#### Quoted passage

↓

States that allowed better access to mail-in ballots see, on average, materially higher turnout, especially among younger voters and disabled voters.
There's no viable argument against absentee voting.
Mail-in ballot fraud is incredibly rare, as rare as being hit by lightning or winning the lottery.
In comparison, hundreds of millions of people have been able to cast their votes because of mail-in voting.
Election officials employ rigorous safeguards, including barcoding individual return envelopes, bipartisan ballot review, and secure tracking systems.
Time and time again, those attempting to show widespread fraud have had their efforts disproven and discredited.
Notably, USA TODAY and PBS FRONTLINEs investigated the Heritage Foundation's database that Hans just referred to and found that it presents misleading and incomplete information, that overstates the number of alleged fraud instances and includes cases where no crime was committed.
The investigation concluded that the database found no widespread evidence of fraud.
The risk of fraudulently mailing in one ballot, $10,000 fine and up to five year in prison far outweighs the benefit that anyone could think would occur by casting a fraudulent vote.
It's why people don't counterfeit pennies, it's not worth the risk.
So if there's no real argument against vote by mail, then why are we even having this debate today?
Because there are institutions like the Heritage Foundation that are pursuing an unpopular agenda like tax cuts to the rich, stopping families from using IVF.
They don't want all of us to vote because when we do, they don't win elections.
But let's take their argument at face value.
There are a heck a lot more cases of people drowning than there are voter fraud, but we don't ban swimming in America.
What we need to do, Hans, is work together to make sure that this growing and popular form of voting is done well.
We need to advocate for funding for our elections.
- All right, we appreciate both of your opening statements.
Hans, you now have 30 seconds for a rebuttal.
- Well, it's a sign of weakness in a debate upon when he attacks the other side rather than talking substance.
The idea that there were mistakes found in our database is totally untrue.
Only proven cases get put into our database where someone was convicted in a court of law or judge ordered into election.
And for those who say this is unimportant, well, we're filming this here in Alabama, I doubt that the voters of Gordon, Alabama, and Brighton, Alabama, whose mayors were removed from office after they were convicted of absentee ballot fraud would think that this is not an important issue.
- Thank you, sir.
And 30 seconds for you, Jonah.
- Well, people who convict or who vote fraudulently are caught, and that's why we have laws to address those issues.
So again, this is something that happens very infrequently and there are many different institutions in place to ensure that people are not voting fraudulently.
Even if we were to think that all of the instances in your database were true and valid and correct, it still doesn't show widespread fraud.
What it does is it proves our point that it happens very, very infrequently.
And what's most important is that hundreds of millions of people are able to cast their ballot because of vote by mail.
- All right, gentlemen, thank you both for setting the stage for some more questions now on whether the use of absentee ballots should be limited?
The person to whom the question is given will now have one minute in which to respond, and that will be followed by a 30-second rebuttal.

↑

#### Task list
(a) Output the entries, from their first line up to and including the line with "164], [11, 162]]", as a Markdown table with the columns Row and Line, leaving out blank lines.
(b) Write what comes next in the mail-in voting debate, picking up after its last sentence.

#### Material for this exercise

↓

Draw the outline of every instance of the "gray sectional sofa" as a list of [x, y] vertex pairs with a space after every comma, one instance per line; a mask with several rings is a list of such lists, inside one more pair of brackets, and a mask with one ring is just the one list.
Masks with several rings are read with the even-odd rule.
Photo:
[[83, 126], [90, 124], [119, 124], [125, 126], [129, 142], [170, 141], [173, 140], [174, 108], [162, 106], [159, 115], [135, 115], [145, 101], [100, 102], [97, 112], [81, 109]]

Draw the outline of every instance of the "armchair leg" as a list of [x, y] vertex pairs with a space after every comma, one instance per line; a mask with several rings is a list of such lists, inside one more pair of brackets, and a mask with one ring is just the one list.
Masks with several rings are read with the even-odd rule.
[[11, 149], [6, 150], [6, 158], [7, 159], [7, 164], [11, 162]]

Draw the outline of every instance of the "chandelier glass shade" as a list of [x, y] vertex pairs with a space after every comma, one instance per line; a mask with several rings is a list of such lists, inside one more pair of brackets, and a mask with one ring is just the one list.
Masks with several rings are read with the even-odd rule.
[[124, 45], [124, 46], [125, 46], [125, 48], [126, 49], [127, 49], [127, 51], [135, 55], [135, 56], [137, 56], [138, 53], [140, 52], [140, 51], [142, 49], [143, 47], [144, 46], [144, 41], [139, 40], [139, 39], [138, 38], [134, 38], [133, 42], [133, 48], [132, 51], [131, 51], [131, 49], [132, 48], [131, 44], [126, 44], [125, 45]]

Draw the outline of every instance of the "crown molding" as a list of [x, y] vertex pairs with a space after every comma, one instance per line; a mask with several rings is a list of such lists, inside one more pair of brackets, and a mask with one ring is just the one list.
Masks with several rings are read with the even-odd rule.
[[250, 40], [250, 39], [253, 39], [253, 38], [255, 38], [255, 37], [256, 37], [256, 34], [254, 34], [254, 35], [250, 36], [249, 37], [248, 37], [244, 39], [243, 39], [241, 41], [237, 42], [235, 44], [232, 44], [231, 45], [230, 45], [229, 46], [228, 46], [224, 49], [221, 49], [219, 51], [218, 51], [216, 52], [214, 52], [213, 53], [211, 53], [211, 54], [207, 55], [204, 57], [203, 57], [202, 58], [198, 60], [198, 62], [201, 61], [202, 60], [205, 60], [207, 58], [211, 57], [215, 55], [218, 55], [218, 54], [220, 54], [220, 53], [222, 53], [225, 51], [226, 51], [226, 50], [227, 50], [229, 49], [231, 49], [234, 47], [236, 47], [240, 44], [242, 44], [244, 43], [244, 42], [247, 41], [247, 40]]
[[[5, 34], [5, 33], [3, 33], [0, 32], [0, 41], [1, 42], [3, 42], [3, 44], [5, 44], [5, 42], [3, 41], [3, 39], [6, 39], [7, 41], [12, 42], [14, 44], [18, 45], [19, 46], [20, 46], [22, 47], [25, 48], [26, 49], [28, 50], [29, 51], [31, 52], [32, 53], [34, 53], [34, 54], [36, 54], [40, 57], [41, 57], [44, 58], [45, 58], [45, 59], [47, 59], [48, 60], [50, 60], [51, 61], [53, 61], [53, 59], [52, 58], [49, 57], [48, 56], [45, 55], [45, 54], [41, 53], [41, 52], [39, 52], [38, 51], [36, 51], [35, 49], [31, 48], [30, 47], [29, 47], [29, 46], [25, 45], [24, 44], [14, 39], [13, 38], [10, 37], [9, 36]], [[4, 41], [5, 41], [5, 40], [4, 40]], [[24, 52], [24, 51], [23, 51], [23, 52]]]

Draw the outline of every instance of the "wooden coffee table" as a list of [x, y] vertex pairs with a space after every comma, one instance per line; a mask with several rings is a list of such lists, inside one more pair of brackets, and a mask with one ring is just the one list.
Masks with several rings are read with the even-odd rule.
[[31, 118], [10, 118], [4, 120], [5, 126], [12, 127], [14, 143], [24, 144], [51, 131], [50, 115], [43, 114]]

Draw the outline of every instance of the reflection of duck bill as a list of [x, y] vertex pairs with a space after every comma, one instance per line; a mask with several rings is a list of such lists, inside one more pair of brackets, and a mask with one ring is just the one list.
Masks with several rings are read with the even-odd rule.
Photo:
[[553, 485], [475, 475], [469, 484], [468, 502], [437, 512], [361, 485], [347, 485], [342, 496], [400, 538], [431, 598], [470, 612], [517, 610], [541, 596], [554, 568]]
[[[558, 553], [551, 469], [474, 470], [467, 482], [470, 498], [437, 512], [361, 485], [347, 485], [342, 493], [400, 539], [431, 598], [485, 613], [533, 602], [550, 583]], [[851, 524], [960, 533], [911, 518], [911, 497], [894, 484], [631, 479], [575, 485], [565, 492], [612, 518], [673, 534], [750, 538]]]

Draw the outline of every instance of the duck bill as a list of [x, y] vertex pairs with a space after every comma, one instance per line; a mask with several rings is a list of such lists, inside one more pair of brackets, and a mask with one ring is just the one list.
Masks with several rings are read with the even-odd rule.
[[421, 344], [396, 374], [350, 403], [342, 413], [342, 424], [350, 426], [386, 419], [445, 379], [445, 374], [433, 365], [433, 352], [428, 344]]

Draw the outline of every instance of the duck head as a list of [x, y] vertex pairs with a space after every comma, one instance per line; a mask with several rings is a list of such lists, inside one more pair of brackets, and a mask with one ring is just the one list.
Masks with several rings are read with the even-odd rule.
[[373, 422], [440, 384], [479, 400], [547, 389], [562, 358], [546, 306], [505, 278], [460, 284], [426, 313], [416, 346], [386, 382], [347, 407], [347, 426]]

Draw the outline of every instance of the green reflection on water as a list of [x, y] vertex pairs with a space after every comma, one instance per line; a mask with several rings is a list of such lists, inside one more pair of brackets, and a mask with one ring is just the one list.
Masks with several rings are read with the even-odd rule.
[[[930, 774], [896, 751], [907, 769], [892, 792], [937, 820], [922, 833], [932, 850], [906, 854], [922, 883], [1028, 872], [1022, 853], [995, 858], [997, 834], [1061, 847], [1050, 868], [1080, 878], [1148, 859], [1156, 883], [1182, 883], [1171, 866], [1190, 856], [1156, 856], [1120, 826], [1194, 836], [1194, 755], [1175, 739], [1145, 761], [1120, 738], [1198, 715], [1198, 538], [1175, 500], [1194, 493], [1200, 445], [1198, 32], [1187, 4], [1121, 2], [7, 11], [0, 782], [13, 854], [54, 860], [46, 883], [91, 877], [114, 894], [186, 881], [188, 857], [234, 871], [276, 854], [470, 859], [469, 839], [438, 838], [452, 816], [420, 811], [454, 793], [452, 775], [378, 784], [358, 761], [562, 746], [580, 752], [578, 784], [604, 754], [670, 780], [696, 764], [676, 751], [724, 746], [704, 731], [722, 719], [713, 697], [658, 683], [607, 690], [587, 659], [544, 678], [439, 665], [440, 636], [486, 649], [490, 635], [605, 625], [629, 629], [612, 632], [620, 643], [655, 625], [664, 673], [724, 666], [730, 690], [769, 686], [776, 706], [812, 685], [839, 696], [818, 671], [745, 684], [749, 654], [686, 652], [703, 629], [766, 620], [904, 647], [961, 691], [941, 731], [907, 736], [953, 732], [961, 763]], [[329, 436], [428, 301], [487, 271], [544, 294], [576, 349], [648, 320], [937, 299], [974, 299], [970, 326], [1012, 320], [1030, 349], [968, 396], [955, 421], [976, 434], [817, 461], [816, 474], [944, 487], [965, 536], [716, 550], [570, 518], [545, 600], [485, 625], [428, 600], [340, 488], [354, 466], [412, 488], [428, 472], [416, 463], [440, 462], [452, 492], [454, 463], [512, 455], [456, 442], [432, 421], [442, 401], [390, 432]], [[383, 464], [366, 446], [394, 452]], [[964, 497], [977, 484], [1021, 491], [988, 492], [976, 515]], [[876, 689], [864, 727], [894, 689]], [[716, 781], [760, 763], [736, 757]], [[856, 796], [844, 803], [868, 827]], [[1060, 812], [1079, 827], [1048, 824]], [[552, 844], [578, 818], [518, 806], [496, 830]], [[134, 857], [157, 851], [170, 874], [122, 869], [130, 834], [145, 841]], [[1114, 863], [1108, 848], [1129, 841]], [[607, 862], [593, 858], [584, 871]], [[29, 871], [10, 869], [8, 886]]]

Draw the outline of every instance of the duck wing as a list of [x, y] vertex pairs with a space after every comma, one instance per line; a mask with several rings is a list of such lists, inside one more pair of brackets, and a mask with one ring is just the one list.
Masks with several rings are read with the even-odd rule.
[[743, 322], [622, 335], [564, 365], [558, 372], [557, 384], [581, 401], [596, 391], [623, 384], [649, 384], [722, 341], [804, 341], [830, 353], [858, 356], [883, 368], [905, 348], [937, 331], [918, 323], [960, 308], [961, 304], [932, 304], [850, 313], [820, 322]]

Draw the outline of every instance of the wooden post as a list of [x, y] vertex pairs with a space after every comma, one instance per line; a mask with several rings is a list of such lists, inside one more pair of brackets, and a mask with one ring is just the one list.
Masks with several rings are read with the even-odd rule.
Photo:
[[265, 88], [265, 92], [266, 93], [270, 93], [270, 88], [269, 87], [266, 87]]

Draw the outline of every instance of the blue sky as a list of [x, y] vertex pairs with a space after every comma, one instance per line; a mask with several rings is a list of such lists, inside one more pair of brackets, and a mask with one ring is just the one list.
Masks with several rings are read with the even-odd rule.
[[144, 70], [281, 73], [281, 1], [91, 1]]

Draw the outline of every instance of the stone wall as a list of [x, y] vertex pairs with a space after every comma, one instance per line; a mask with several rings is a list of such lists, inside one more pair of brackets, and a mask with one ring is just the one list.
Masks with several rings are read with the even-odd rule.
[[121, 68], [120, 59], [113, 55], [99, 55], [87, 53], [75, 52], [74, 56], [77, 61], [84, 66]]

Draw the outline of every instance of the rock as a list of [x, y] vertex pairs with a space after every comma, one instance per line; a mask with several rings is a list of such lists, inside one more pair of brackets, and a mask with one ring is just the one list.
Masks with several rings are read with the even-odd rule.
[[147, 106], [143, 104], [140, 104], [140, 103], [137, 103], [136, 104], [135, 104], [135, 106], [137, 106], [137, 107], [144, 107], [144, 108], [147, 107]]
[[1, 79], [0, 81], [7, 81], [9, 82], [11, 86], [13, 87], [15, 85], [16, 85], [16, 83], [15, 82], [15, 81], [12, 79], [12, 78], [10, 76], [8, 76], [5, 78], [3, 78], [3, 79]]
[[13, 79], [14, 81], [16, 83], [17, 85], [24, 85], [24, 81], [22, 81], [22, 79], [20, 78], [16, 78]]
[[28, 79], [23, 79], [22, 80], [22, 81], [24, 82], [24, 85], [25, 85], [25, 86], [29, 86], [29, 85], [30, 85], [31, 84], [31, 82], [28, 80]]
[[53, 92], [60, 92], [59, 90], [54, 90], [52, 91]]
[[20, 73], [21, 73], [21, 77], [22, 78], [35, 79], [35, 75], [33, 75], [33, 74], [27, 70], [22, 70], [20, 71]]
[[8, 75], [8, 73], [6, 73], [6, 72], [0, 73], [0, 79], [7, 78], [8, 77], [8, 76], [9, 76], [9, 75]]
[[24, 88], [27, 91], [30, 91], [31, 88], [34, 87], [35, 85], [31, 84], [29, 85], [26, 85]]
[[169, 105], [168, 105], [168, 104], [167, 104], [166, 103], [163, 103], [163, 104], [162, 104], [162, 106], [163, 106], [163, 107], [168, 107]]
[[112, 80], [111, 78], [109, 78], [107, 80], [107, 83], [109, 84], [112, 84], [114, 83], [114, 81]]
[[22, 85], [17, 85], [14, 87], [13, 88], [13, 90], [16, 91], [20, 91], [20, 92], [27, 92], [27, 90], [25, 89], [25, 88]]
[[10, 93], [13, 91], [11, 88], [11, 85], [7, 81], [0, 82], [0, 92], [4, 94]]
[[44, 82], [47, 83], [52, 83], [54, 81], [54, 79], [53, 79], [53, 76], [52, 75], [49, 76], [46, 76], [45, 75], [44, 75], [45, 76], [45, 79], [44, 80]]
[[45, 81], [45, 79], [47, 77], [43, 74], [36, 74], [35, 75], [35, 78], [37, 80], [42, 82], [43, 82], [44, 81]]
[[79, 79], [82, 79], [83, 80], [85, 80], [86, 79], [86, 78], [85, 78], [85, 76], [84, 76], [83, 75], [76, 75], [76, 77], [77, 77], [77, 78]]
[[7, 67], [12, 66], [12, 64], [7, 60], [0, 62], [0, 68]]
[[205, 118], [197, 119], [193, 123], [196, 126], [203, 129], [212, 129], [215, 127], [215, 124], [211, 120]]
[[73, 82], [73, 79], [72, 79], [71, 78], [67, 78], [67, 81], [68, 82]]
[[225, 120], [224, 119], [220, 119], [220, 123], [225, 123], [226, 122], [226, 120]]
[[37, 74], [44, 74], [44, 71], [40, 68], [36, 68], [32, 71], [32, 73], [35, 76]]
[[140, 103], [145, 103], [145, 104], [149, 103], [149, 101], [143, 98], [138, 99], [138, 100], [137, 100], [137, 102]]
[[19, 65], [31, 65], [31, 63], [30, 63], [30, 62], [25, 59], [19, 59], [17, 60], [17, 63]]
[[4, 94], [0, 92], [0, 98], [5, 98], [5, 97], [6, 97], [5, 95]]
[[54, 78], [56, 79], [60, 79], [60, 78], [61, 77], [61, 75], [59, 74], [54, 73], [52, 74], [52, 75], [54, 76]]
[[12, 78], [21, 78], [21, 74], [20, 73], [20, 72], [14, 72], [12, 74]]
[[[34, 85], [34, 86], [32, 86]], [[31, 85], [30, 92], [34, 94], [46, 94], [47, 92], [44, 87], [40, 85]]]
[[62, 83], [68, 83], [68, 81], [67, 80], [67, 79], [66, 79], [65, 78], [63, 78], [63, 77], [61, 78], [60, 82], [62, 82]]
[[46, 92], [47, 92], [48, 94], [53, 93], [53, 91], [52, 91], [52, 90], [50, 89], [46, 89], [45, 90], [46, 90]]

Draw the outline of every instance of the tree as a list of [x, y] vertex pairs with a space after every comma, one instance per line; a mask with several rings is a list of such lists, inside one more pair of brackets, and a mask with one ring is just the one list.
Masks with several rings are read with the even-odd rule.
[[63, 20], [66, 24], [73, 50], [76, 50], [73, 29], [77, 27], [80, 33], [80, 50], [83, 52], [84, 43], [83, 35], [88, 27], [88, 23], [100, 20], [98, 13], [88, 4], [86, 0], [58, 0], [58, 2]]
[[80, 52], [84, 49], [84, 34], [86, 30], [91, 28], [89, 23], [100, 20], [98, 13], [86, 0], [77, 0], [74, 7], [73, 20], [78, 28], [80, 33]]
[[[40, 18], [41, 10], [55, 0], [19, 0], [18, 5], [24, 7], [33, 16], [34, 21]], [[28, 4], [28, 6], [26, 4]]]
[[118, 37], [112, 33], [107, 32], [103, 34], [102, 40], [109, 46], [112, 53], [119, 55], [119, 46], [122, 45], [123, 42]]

↑

#### Expected results
(a)
| Row | Line |
|---|---|
| 1 | Draw the outline of every instance of the "gray sectional sofa" as a list of [x, y] vertex pairs with a space after every comma, one instance per line; a mask with several rings is a list of such lists, inside one more pair of brackets, and a mask with one ring is just the one list. |
| 2 | Masks with several rings are read with the even-odd rule. |
| 3 | Photo: |
| 4 | [[83, 126], [90, 124], [119, 124], [125, 126], [129, 142], [170, 141], [173, 140], [174, 108], [162, 106], [159, 115], [135, 115], [145, 101], [100, 102], [97, 112], [81, 109]] |
| 5 | Draw the outline of every instance of the "armchair leg" as a list of [x, y] vertex pairs with a space after every comma, one instance per line; a mask with several rings is a list of such lists, inside one more pair of brackets, and a mask with one ring is just the one list. |
| 6 | Masks with several rings are read with the even-odd rule. |
| 7 | [[11, 149], [6, 150], [6, 158], [7, 159], [7, 164], [11, 162]] |

(b)
All right, let's begin with something that I do believe all of us here tonight can agree with, and that is that we want every person who is legally registered to vote in the United States to exercise that right to vote.
That said, Hans, we're gonna start with you, these new ballot harvesting laws are coming primarily from Republican legislatures, they're being signed into law by Republican governors.
So the question is this, are they protecting the integrity of the absentee ballot or are they protecting the party?
- They are protecting the integrity of the ballot process and the idea that, for example, individuals are unable to show an ID when they vote, Alabama has an ID law, so do many other states, that somehow that affects voters.
Frankly, I think is a very patronizing attitude towards voters.
And the turnout numbers, which we now have for more than a decade and a half, first voter ID laws, for example, were in effect in Indiana and Georgia in 2008, the turnout numbers show that is simply not true.
Georgia, for example, in the last election had record registration, record turnout numbers after passing its very good reforms, which included, by the way, extending an ID requirement to absentee ballots.
So we've had high turnout in our elections in recent years, including the last presidential election when we had one of the highest turnouts in many decades.
- Jonah, you have 30-second rebuttal.
- Absolutely, we had one of the highest, we had the highest turnout in record in the last presidential election.
And that's because hundreds of millions of Americans voted by mail.
That's what we're talking about here tonight, and we need to expand that program.
It's wildly popular.
States like Utah are implementing it.
Nebraska had 12 counties, extremely conservative counties just implement a program where they're mailing out ballots to all their voters.
This is a popular program, and you're right, this is something that we need to expand and we need to work together to fund election officials to make sure they can implement it well.
- Jonah, Alabama, as has already been mentioned here tonight, is the most recent state to be sued over its absentee ballot laws.
The Department of Justice has signed on to this particular lawsuit.
Now, the Secretary of State here in Alabama claims that the new rules show, quote, "Partisan third-party organizers, Alabama votes are not for sale."
Would you be able to deny tonight that ballot harvesting, which we have been talking about, and that includes the third party that Hans mentioned, doesn't lend itself to cheating at all?
- Absolutely not.
It does not.
What parties who are going out and helping voters vote do is it makes sure that voters who are traditionally disenfranchised have a voice and have a vote.
What people are doing, like the League of Women Voters, is they are going into communities that traditionally don't vote on the same level and helping them cast their ballots, showing them what they need to do, making sure they have the information, and making sure they know how to cast their ballots and helping them get them back to the polling place.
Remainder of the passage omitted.